• TASK GOAL
Your reply should contain only the line with "[point] every instance of the yellow" and the lines after it through the end of the data, each written out exactly.

• DATA TO USE

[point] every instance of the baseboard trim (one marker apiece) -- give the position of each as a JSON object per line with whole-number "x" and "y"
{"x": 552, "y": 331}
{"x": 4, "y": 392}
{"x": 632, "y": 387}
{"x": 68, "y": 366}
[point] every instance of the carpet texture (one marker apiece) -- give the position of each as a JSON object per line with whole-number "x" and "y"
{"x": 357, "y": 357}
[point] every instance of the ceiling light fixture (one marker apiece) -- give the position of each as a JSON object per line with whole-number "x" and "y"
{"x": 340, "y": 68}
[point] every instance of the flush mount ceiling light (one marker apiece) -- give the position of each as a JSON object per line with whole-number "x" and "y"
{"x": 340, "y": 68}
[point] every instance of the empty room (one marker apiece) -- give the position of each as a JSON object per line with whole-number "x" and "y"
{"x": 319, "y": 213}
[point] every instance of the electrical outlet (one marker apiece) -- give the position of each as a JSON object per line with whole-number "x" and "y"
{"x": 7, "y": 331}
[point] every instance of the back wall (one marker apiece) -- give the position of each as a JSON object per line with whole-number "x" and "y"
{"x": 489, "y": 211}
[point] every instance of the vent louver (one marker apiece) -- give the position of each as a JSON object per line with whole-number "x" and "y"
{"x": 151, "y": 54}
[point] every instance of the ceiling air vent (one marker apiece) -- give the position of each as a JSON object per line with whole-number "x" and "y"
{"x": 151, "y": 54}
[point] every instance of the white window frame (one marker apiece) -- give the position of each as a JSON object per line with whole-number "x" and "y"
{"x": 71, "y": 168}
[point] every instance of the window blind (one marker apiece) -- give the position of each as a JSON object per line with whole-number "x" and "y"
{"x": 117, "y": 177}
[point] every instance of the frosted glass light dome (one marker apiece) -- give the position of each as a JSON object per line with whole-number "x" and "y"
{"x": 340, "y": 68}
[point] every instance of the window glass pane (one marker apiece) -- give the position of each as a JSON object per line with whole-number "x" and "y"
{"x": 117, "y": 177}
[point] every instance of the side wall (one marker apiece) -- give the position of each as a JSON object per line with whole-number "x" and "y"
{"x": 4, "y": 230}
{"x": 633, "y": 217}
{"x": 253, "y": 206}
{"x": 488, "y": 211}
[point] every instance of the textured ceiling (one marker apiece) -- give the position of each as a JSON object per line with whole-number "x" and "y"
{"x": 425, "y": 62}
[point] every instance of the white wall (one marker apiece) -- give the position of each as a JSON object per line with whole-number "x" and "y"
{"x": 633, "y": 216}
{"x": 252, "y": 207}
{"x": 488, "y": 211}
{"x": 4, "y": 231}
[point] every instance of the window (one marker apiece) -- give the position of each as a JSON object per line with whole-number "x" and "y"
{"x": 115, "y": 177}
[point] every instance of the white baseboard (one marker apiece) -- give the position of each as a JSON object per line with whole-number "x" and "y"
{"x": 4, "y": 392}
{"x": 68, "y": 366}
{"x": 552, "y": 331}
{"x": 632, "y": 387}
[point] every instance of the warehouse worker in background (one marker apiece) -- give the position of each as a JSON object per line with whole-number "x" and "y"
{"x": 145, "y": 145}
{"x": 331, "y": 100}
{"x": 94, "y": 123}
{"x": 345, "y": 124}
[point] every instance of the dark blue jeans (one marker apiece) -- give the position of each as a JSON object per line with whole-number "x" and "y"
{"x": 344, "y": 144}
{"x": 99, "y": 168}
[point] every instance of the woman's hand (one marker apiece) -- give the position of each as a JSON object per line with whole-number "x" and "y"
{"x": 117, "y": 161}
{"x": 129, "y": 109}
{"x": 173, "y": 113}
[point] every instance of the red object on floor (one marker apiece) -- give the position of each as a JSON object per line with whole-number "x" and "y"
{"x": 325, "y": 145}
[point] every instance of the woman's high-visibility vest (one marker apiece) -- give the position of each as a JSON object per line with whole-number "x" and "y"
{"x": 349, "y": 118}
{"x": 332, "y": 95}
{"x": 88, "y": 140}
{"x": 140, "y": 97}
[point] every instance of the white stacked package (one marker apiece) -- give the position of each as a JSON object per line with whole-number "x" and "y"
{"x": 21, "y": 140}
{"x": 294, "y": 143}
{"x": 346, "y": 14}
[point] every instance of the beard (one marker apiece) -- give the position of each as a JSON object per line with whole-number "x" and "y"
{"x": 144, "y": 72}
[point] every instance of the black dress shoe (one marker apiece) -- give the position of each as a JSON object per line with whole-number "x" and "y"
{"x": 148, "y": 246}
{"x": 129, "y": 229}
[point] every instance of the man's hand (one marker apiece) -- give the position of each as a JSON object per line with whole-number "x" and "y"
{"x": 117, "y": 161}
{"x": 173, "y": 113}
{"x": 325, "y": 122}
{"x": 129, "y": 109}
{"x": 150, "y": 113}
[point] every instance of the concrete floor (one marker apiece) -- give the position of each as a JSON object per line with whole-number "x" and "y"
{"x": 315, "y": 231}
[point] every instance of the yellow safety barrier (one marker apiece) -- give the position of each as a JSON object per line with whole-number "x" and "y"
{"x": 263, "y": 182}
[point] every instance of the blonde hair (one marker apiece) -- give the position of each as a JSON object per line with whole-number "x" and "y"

• ANSWER
[point] every instance of the yellow safety barrier (one marker apiece) -- give the position of each as a JSON object per line with whole-number "x" and "y"
{"x": 263, "y": 182}
[point] every instance of the blonde hair (one marker apiece) -- give the position of each as a JSON object per line with whole-number "x" and "y"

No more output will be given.